Do this => Copy the listing below word for word, leaving out the pictures.

Supplied records =>
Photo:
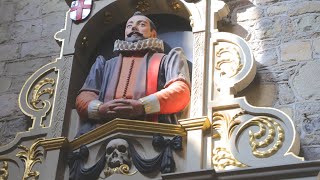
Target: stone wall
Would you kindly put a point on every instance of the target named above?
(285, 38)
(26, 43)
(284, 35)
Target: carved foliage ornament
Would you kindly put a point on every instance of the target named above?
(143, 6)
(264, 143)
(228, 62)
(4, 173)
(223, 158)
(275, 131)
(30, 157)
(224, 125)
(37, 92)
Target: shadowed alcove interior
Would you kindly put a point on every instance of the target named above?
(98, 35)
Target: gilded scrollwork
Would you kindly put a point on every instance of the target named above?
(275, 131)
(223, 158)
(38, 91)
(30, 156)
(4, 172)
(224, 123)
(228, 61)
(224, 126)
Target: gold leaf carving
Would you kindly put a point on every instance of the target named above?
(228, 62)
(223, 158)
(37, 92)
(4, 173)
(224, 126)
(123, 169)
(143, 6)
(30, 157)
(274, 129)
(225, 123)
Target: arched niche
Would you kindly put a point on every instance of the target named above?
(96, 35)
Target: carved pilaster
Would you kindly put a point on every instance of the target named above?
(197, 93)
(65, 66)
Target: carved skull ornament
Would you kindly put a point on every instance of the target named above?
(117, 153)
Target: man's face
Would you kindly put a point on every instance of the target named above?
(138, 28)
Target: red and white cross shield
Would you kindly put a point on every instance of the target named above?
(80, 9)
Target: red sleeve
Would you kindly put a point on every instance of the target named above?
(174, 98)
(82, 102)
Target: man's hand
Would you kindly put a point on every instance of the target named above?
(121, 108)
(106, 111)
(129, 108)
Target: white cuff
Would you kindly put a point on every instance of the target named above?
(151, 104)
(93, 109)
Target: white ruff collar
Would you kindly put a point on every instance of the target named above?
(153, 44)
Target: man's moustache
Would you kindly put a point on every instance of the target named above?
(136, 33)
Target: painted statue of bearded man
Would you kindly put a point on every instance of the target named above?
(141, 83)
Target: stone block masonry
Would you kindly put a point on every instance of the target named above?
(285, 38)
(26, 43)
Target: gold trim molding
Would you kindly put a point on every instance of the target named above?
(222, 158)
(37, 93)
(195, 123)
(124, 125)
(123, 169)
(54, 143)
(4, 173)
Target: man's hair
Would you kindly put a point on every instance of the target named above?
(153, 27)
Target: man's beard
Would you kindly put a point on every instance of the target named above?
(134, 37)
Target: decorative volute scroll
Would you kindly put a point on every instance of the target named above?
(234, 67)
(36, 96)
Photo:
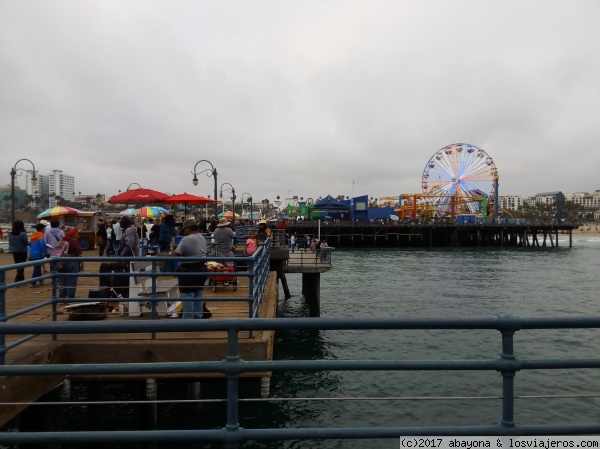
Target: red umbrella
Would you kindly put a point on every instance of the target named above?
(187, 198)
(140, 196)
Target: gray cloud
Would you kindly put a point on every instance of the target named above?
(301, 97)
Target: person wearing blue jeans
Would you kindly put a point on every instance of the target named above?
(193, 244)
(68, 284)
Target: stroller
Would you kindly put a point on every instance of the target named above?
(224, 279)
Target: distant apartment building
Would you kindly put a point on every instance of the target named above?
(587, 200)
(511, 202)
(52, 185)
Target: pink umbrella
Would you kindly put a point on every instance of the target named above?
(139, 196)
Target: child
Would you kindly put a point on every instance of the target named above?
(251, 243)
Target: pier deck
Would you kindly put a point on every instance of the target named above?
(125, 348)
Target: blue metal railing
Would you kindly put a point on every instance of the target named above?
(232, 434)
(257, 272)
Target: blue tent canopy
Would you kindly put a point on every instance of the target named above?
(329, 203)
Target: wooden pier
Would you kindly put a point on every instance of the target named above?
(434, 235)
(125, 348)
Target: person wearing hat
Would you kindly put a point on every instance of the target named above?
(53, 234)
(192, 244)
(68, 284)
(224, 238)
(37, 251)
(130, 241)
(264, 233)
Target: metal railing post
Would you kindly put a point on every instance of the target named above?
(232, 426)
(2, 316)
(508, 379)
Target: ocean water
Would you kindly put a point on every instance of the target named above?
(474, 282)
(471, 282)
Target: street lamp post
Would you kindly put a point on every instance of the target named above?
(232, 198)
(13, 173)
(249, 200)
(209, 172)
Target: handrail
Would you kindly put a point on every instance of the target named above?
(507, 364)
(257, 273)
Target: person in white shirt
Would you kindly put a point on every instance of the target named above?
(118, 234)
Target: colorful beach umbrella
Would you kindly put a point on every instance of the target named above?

Exercise solution =>
Photo:
Target: stone wall
Would you kindly put a point on every instance of the target named above?
(285, 38)
(26, 43)
(284, 35)
Target: carved foliage ornament
Would you kindly put a point on every instance of the target named above?
(143, 6)
(264, 143)
(228, 62)
(4, 173)
(223, 158)
(275, 131)
(30, 157)
(224, 125)
(37, 92)
Target: shadowed alcove interior
Would you kindly put a point on every instance of the target named above?
(98, 35)
Target: gilded scrollwork
Would you kindly put a point on every instance of the target named above?
(275, 131)
(223, 158)
(38, 91)
(30, 156)
(4, 172)
(224, 123)
(228, 61)
(224, 126)
Target: gold leaf carving
Would you kindly put a point on every instance of the target named above?
(228, 62)
(223, 158)
(37, 92)
(4, 173)
(224, 126)
(123, 169)
(143, 6)
(30, 157)
(274, 129)
(225, 123)
Target: arched niche
Would you kindly put a point on every instance of the target named above?
(96, 35)
Target: carved pilaster
Would you kindly put a point on every instance of the target named above?
(197, 93)
(65, 66)
Target: carved skull ornament
Would you kindly put a point on every instance of the target named above?
(117, 153)
Target: man's face
Would you kindly put a point on every instance of the target named above?
(138, 28)
Target: red and white cross shield
Would you kindly put a point on every instance of the target named above?
(80, 9)
Target: red sleeve
Would you kindly put a point on every instance of the target named above?
(174, 98)
(82, 102)
Target: man's hand
Would you kindly put a point on every instance of the target named above?
(121, 108)
(106, 111)
(129, 108)
Target: white cuff
Would you kindly put a point on every instance of the target named above?
(151, 104)
(93, 109)
Target: white ruff collar
Would you kindly put a point on every instance of the target named above?
(153, 44)
Target: man's moustache
Would you kindly put a point on every instance of the target named above?
(136, 33)
Target: painted statue of bearded man
Would you kindly put a point on every instance of the target named above?
(141, 83)
Target: stone block masonry
Would you kindly put a point on every instance of the target named above?
(285, 38)
(26, 43)
Target: gold trim molding
Would you kindly put a point on every instance of the target named above?
(222, 158)
(37, 93)
(195, 123)
(124, 125)
(123, 169)
(54, 143)
(4, 173)
Target: man's hair
Would you kindly put a point on every instance of the target named above?
(153, 27)
Target: man's beard
Would you kindly put a point on every instance of the target named above?
(134, 37)
Target: decorative volute scroll
Would you kindly put a point on every instance of the target named above?
(234, 67)
(36, 96)
Photo:
Target: red umbrella
Would you kindly put a point on every instance of the target named above?
(187, 198)
(140, 196)
Target: gray cloud
Would you kindly put a point on every instance of the target named above?
(301, 97)
Target: person wearing blue jeans
Would you kindly put a point on every instance of the target named above?
(193, 244)
(68, 284)
Target: stroller
Would you kindly put a point on every instance of the target named above?
(224, 279)
Target: distant apartment building
Would you kindly put a point on every instance of the target named above?
(587, 200)
(511, 202)
(52, 185)
Target: pink umbrella
Would you kindly put a point on every instance of the target named above?
(139, 196)
Target: child
Would you kindly put a point on every instance of the target named above?
(251, 243)
Target: pier deck
Would you kindly put a point on every instance of the target named above?
(125, 348)
Target: blue metal railing
Would you kindly put a point on every instance of the target named above?
(232, 434)
(257, 272)
Target: blue tent canopy
Would you kindly put a point on every instance of the target named above?
(329, 203)
Target: wooden pier
Would you kindly put a point on every instance of the target named above?
(434, 235)
(125, 348)
Target: person wearing hat
Would you kindly put a point on every instance of the target named above?
(53, 234)
(192, 244)
(68, 284)
(224, 238)
(37, 251)
(130, 241)
(264, 233)
Target: metal railing post
Would you kindly put a point on every instance of the target named above?
(232, 426)
(2, 316)
(508, 379)
Target: ocean water
Would you kindly put a point on every instance of the target named above?
(474, 282)
(471, 282)
Target: street lamp post
Would you kindly put a point on every instance of the target named above?
(232, 198)
(13, 173)
(249, 200)
(209, 172)
Target: handrail
Would you kindly put a point on every instance of the target named above?
(507, 364)
(257, 273)
Target: person in white shirt
Would you kindly put a point on every instance of the target named above?
(118, 234)
Target: colorful beach umbrella
Would you kindly put a point on every instance of the target named above?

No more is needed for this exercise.